■ DIRECTIVES
1. Could you rewrite the waveguide description between "The waveguide housing" and "to the right.", inclusive, changing "output radiation" to "emitted radiation"?
2. Can you repeat the records word for word from the line containing "Annotate the hibiscus" through the end of the records, inclusive, leaving out the pictures?

■ TEXT SEGMENT
- - -
The waveguide housing is preferably closed at one end by a wall 22 in the general vicinity of the cathodes 14, 16. Electromagnetic radiation directed toward the left side of the waveguide is thus reflected off wall 22, as indicated by arrows 24, to reinforce the output radiation travelling to the right.
Further structural elements of the waveguide are shown in FIGs. 2 and 3. The cathodes consist of a pair of stainless steel "buttons" 26, 28, which are supported by respective ceramic insulating bushings 30, 32, and positioned respectively behind slots 18 and 20. The waveguide is evacuated with a turbomolecular pump through an array of microperforations in the waveguide wall (not shown), and hydrogen gas is introduced to raise the pressure within the waveguide to the 1,33-4 N/m² [10-30 mTorr] range. For this purpose a ZrH₂ gas reservoir 34 is attached to the outside of end wall 22. An internal coil heater 36 within the reservoir is heated by a current flowing along input/output lead wires 38, and emits hydrogen into the waveguide through perforations 40. Alternately, a gas bottle reservoir and leak valve arrangement could be used. Electromagnetic radiation is coupled out of the waveguide through a quartz window 42, which is attached to an output flange 44 on the waveguide and sealed by an O-ring 46.
FIG. 3 shows the orientation of cathodes 26, 28, which are positioned opposite each other across the narrow dimension of the rectangular waveguide to excite the fundamental TE₁₀ waveguide mode. As a practical lower limit to the waveguide dimensions, enough space must be left between the cathode slots, 18,20 for ionization to take place; it is believed that at least about 3 mm is required.
One possible power supply circuit for driving the cold-cathodes 14, 16 is shown in FIG. 4. A rather weak, DC keep-alive discharge is maintained at about 15 mA with a small 1.5 kV power supply 52, which is connected to the cathodes through a high impedance resistor R1 and a much lower impedance resistor R2 to provide low-jitter, oncommand triggering of the pulsed discharge used to generate the electromagnetic radiation. The discharge pulses themselves are formed by charging a capacitor 54 with a power supply 56 in the 4-20 kV range, preferably about 5 kV, through a high impedance resistor R3. The capacitor is discharged into the cathodes through a small thyratron switch 58, which is operated by a switch control mechanism 60 to apply pulses to the cathodes at a desired rate, and permit the capacitor to recharge between pulses. The waveguide walls, which act as an anode, are held at a reference voltage relative to the cathodes, preferably ground potential.
- - -
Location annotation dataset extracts

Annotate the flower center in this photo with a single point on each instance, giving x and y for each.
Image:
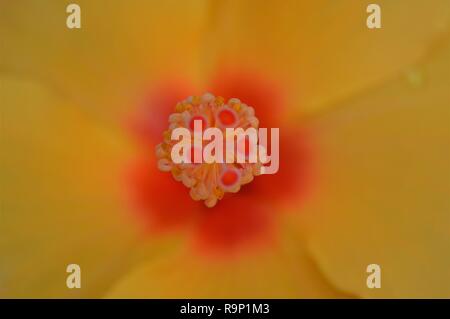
(209, 181)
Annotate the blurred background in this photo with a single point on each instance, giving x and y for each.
(364, 176)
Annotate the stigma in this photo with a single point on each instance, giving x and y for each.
(207, 180)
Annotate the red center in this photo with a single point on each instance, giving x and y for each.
(229, 178)
(227, 117)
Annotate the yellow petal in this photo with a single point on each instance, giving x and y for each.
(323, 48)
(122, 49)
(60, 196)
(384, 195)
(282, 272)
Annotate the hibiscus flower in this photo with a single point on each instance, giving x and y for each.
(364, 136)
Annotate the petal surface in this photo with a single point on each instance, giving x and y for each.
(122, 48)
(385, 178)
(61, 196)
(322, 51)
(284, 272)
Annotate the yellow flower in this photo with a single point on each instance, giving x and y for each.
(374, 102)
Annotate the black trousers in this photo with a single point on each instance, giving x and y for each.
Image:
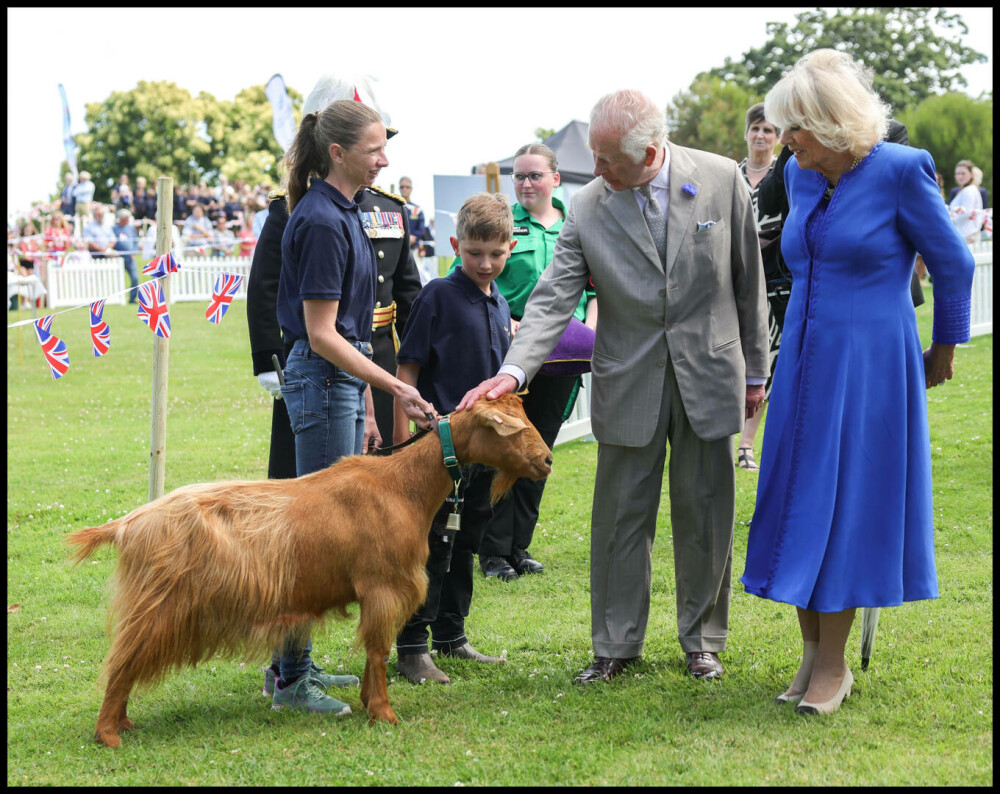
- - -
■ LIST OF SOLUTIONS
1.
The waveguide housing is preferably closed at one end by a wall 22 in the general vicinity of the cathodes 14, 16. Electromagnetic radiation directed toward the left side of the waveguide is thus reflected off wall 22, as indicated by arrows 24, to reinforce the emitted radiation travelling to the right.

2.
Annotate the hibiscus flower in this photo with a single point on each instance, giving x and y for each.
(364, 136)
Annotate the petal surface in this photo with a single point on each instance, giving x and y for each.
(122, 48)
(385, 178)
(61, 196)
(322, 51)
(284, 272)
Annotate the yellow flower in this photo with a single point on each instance, giving x and y for each.
(374, 102)
Annotate the black trousers in this photo with a single point on each instance, giving x and y for each.
Image:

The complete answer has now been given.